Region outline entries
%%
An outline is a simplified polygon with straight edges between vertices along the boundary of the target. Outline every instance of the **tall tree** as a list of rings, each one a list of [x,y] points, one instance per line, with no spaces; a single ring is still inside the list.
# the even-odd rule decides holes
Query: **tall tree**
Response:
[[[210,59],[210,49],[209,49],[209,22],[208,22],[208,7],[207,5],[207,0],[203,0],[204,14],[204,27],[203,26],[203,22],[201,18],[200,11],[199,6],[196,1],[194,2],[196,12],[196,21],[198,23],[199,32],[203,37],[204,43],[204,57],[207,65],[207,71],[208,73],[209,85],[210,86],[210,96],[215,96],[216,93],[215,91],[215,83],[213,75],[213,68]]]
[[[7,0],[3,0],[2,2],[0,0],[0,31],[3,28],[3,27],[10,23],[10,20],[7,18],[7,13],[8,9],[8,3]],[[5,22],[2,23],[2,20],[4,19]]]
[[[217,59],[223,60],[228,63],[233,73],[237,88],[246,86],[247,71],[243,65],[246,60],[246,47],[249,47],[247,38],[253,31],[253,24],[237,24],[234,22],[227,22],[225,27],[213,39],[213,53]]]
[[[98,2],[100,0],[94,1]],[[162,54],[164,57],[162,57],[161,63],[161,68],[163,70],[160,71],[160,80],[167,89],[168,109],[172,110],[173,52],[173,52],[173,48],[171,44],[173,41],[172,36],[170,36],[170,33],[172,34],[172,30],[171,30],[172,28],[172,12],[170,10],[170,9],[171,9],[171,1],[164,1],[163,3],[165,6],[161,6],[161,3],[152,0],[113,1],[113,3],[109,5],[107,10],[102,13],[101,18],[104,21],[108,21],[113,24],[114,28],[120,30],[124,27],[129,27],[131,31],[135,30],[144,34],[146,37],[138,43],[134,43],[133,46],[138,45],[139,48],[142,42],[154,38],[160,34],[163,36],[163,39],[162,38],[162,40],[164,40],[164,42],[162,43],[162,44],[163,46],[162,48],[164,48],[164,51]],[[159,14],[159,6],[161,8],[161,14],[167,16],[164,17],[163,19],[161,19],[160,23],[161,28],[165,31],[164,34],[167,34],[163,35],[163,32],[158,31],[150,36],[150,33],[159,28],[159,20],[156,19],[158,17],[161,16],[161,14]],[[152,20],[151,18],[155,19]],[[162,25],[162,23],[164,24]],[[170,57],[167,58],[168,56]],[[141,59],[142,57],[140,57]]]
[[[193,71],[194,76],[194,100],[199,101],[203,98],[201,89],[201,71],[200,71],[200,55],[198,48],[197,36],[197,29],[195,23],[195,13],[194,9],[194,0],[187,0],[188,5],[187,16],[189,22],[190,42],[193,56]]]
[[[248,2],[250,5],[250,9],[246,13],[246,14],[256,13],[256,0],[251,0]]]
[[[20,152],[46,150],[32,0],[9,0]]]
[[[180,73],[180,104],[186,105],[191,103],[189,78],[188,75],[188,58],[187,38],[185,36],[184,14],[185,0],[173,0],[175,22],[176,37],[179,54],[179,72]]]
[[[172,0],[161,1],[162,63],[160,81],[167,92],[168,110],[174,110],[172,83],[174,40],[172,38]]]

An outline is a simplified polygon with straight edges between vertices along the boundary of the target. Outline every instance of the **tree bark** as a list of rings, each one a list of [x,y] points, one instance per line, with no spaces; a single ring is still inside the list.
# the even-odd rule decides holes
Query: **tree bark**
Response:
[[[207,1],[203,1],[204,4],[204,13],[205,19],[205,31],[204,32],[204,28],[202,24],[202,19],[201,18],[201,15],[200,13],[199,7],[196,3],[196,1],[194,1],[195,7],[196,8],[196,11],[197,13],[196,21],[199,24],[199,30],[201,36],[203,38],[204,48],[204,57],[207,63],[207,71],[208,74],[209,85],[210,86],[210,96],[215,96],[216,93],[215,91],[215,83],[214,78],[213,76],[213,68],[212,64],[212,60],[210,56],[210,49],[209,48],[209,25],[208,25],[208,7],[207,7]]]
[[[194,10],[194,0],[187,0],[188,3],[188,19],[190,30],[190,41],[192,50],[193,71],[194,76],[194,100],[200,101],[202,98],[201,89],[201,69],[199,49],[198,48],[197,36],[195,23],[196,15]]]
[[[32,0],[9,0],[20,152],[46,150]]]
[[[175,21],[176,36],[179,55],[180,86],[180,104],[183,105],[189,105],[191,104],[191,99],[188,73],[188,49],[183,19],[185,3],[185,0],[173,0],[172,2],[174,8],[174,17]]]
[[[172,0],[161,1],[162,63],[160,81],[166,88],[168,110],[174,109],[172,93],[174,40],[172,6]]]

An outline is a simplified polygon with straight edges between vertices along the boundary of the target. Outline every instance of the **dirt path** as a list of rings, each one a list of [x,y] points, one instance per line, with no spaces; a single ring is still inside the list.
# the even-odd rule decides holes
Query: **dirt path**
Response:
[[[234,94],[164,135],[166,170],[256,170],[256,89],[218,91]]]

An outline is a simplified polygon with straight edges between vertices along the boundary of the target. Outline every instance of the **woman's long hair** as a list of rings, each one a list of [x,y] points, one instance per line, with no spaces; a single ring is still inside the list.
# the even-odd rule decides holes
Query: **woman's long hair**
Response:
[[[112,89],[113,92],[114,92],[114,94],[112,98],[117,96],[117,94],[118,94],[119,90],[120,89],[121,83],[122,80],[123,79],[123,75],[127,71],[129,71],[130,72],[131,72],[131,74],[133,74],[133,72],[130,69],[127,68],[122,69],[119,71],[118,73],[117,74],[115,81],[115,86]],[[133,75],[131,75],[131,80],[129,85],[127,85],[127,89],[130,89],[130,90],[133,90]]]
%%
- _Required work_
Find every line in the records that contains the word "still", and copy each of those lines in full.

- _Output for this exercise_
An outline is a simplified polygon with straight edges between vertices along the boundary of the target. Outline every instance of the **tall tree** as a list of rings, each one a list of [x,y] points, one instance per line, with no spaces; a single ring is still inside the list.
An outline is a simplified polygon with straight edges between vertices along the boundary of the target. Outline every instance of the **tree bark** as a list of rings, each one a list of [x,y] points, one instance per line, with no spaces; a single ring is still inside the list.
An outline is a simplified polygon with straight edges between vertices along the boundary of the target. Outline every instance of the **dirt path** as a list of rings, each one a list of [x,y] points, one instance per line, with no spaces; a single ring is still inside the list.
An outline is a simplified polygon with straight edges between vertices along the boundary of the target. Outline every instance of the **woman's long hair** as a list of rings, each one a list of [x,y] points, one instance per line, with no spaces; a single ring is still inside the list.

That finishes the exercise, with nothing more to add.